SUPPLIED TEXT:
⁂
# Kool ways to mark your golf ball



## Graham

i was just wonderin if neone had a sweet way to mark your ball other than the standard dot


----------



## stevel1017

I don't, but a guy I played with marked his with the meteorlogical symbol of a hurricane


----------



## 300Yards

I never really mark mine..but I have wondered if putting a face of someone I REALLY hate on the ball, would inprove my drives any..


----------



## Graham

nice thats a good idea i wonder if theres a way to put n actual pic on a golf ball


----------



## Topflite_d2

Graham said:


> i was just wonderin if neone had a sweet way to mark your ball other than the standard dot


Just get them pretty pink golf balls. Just kidding, I usually don't mark my golf balls. I usually go by myself but if I go with someone I use a different brand. Although for fun I drew an awesome looking spiderweb on the side of one golf ball. Also I am thinking about writing my ATV racing team name "Team Blackout" on all of mine.


----------



## Graham

sweet iv always wanted pink golf balls jm but how bout ideas for tournys


----------



## Topflite_d2

Use some Top Flite's anyone at the tourny probably wouldn't use Top Flite's.


----------



## Foster4

Well i mean everyone has there own unique way to mark there ball from smilies to letting there kids write on them etc....Come up with your own mark so it feels good cuz its something that you did not just some random guy on here giving you an idea. Make it original, almost like a nick name type thing make it yours.
⁂
RAW DATA:
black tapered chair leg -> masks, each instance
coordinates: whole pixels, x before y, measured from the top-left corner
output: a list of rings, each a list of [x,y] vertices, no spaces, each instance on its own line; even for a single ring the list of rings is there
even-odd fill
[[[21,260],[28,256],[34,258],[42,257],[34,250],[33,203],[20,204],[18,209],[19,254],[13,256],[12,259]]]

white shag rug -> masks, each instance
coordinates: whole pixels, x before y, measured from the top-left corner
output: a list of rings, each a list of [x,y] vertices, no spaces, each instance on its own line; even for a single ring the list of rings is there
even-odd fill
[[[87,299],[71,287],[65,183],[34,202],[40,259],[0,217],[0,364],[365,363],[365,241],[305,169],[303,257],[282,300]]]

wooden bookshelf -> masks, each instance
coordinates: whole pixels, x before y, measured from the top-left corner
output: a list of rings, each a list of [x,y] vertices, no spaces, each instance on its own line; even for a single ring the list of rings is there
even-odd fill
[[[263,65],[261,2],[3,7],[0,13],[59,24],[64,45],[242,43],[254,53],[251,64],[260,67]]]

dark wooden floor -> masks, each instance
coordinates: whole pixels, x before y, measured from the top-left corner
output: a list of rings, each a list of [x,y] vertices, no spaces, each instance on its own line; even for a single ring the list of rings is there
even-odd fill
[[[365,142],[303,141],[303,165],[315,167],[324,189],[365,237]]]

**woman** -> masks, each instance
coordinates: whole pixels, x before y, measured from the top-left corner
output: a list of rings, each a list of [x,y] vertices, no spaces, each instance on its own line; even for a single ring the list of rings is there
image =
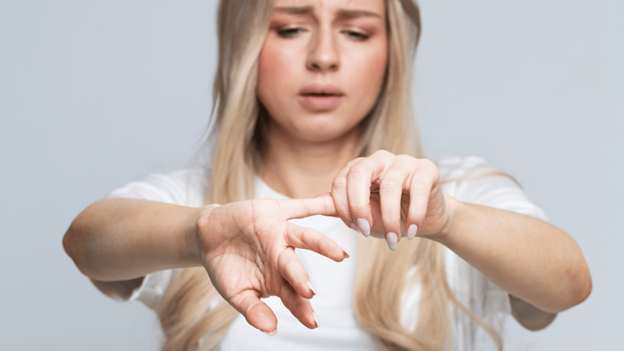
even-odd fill
[[[64,238],[157,311],[163,350],[500,349],[497,312],[535,330],[587,298],[578,246],[509,177],[423,158],[414,3],[274,2],[220,4],[210,167],[128,184]]]

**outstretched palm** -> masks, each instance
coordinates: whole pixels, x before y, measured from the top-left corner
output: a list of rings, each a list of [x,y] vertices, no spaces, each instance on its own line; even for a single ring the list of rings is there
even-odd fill
[[[331,239],[288,222],[334,215],[331,198],[249,200],[216,207],[198,220],[202,262],[217,291],[253,327],[271,333],[277,318],[261,297],[278,296],[308,328],[316,328],[310,278],[295,248],[340,262],[348,255]]]

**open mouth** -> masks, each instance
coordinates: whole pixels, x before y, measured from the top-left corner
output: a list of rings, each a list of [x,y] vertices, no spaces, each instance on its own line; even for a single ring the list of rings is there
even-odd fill
[[[311,110],[326,111],[338,106],[345,93],[335,86],[308,85],[299,91],[299,102]]]

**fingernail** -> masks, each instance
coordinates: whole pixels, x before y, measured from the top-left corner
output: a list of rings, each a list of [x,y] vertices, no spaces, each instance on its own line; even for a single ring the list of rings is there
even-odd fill
[[[316,289],[314,289],[314,285],[312,285],[312,282],[308,280],[308,281],[306,282],[306,284],[308,284],[308,288],[310,288],[310,290],[312,290],[312,293],[313,293],[314,295],[316,295]]]
[[[407,229],[407,239],[412,240],[416,237],[416,232],[418,231],[418,226],[416,224],[410,225]]]
[[[345,258],[351,257],[351,256],[349,256],[349,253],[347,252],[347,250],[343,249],[342,246],[338,245],[338,247],[342,250],[342,252],[344,252]]]
[[[358,227],[360,228],[360,232],[364,234],[365,237],[370,235],[370,224],[364,218],[358,218]]]
[[[394,251],[399,243],[399,237],[395,233],[390,232],[386,234],[386,241],[390,250]]]

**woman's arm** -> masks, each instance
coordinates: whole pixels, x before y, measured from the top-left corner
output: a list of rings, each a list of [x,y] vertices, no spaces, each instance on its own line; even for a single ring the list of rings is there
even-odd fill
[[[336,262],[349,255],[323,234],[288,220],[333,214],[331,198],[250,200],[199,209],[107,199],[74,220],[63,244],[106,294],[124,297],[145,274],[201,265],[219,294],[253,327],[276,331],[277,318],[260,298],[278,296],[313,329],[318,321],[308,300],[314,288],[295,248]]]
[[[591,292],[589,269],[570,236],[533,217],[445,195],[429,160],[387,151],[353,160],[334,180],[332,198],[347,225],[385,238],[391,250],[404,236],[446,245],[519,298],[512,307],[532,305],[524,305],[526,316],[542,310],[541,317],[551,318],[544,315],[579,304]]]
[[[147,200],[100,200],[74,219],[63,246],[92,280],[137,285],[136,278],[152,272],[201,265],[195,224],[202,211]]]
[[[445,196],[452,215],[428,236],[454,251],[493,283],[550,313],[583,302],[592,283],[576,242],[539,219]]]

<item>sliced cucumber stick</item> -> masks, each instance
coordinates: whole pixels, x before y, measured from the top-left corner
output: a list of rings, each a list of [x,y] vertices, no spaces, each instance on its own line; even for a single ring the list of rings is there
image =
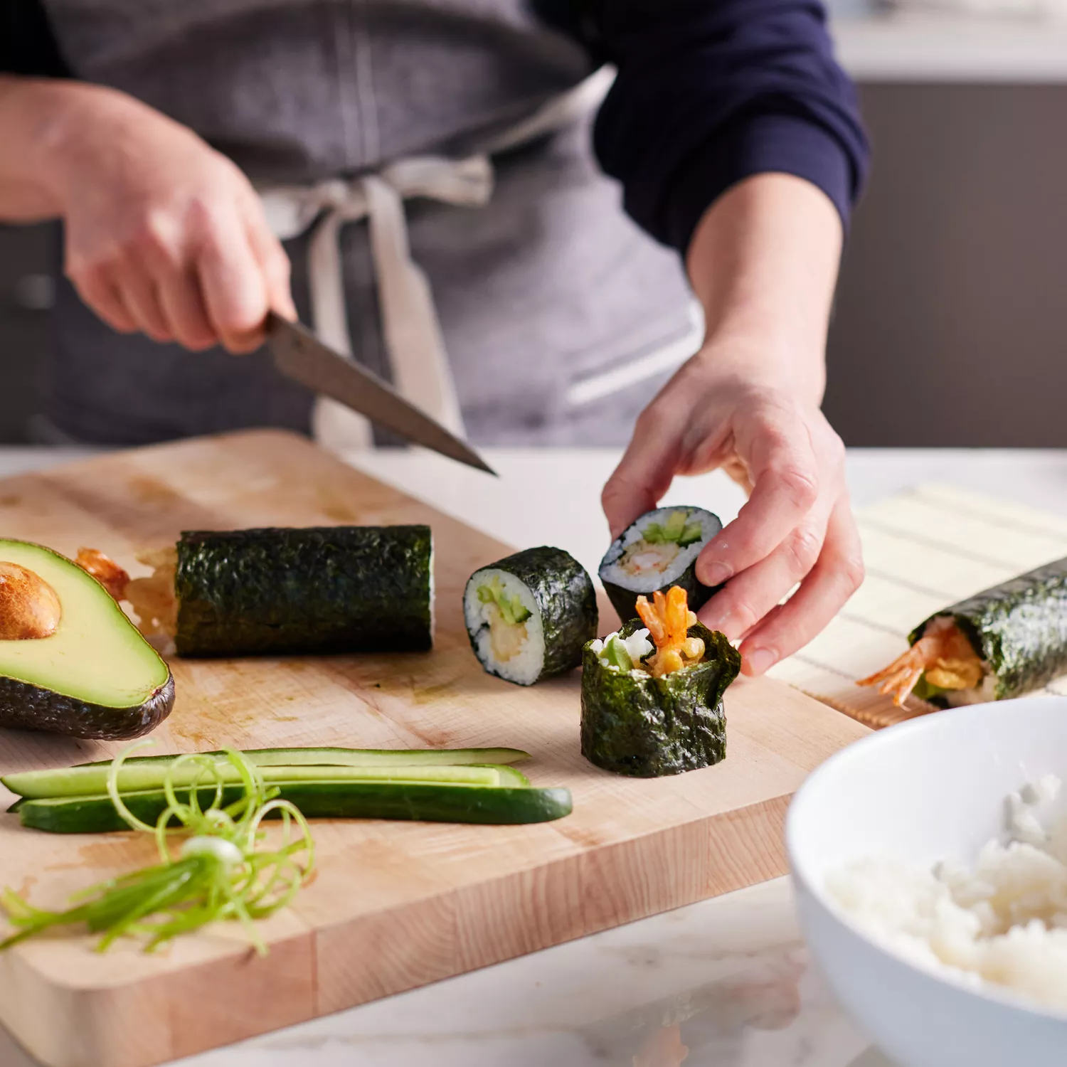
⁂
WHAT YOU NEED TO DO:
A) Copy the stretch of the golf ball thread from "Use some Top" through "make it yours." word for word.
B) Summarize the golf ball thread in two sentences.
The listing above comes from a separate source.

RESPONSES TO THE EXERCISE:
A)
Use some Top Flite's anyone at the tourny probably wouldn't use Top Flite's.


----------



## Foster4

Well i mean everyone has there own unique way to mark there ball from smilies to letting there kids write on them etc....Come up with your own mark so it feels good cuz its something that you did not just some random guy on here giving you an idea. Make it original, almost like a nick name type thing make it yours.

B) Graham asks for interesting ways to mark a golf ball other than the standard dot, and replies mention a hurricane symbol, a drawn spiderweb, a team name, and, for tournaments, using Top Flite balls that others probably wouldn't use. Foster4 advises coming up with an original mark of your own, almost like a nickname.